Quoted passage:

--

Against a team who had not kept a cleansheet in 10 games in the Premier League, Chelsea failed to score. Against a team who had conceded 21 goals away in the Premier League this season, fewer only than Fulham, Chelsea failed to inspire.
Maurizio Sarri's men had chances but they played too slowly and in long spells of possession, which were frequent, they were ineffective.
The Italian boss will be left frustrated by missed chances from Morata. Stamford Bridge is all too familiar with that feeling.
Ralph Hasenhuttl exclaimed "what is this?" (in English) at one point in a poor first half for Southampton but they leave West London with a massive point that saves them from the ignominy of three consecutive defeats.
Chelsea are now only six points ahead of Manchester United in sixth. Southampton stay in the relegation zone, but with a vital point at a ground where few of their rivals will take anything away this season. The discipline with which Hasenhuttl saw his side defend compactly bodes well for the Saints.

--

Extracted data entries
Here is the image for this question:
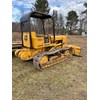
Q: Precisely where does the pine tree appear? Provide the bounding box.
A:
[32,0,50,14]
[53,10,59,34]
[66,10,79,34]
[59,13,64,33]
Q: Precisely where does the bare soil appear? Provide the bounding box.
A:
[12,35,87,100]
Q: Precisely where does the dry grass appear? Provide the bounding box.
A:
[12,36,87,100]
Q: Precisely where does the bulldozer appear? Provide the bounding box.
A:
[15,11,81,70]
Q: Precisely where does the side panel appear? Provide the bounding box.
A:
[23,32,30,47]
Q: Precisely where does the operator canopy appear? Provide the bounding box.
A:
[20,11,52,23]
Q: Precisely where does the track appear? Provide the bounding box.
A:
[33,47,72,70]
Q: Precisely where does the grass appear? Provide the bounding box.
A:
[12,36,87,100]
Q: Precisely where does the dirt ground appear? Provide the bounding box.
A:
[12,35,87,100]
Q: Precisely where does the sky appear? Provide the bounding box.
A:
[12,0,86,22]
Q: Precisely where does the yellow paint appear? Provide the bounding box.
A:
[15,32,81,62]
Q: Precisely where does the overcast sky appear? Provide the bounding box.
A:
[12,0,86,22]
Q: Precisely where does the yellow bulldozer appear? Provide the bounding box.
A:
[15,11,81,70]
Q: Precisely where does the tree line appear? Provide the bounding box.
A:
[12,0,87,35]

--

What to do:
[1] Translate this sentence from the match report into Spanish: "Stamford Bridge is all too familiar with that feeling."
[2] In the listing, swap "tree line" for "row of trees" in the stretch from the line containing "Q: Precisely where does the overcast" through the end of the listing, and return only those lines.

Answer list:
[1] Stamford Bridge conoce demasiado bien esa sensación.

[2]
Q: Precisely where does the overcast sky appear? Provide the bounding box.
A:
[12,0,86,22]
Q: Precisely where does the yellow bulldozer appear? Provide the bounding box.
A:
[15,11,81,70]
Q: Precisely where does the row of trees appear? Provide the bounding box.
A:
[12,0,87,35]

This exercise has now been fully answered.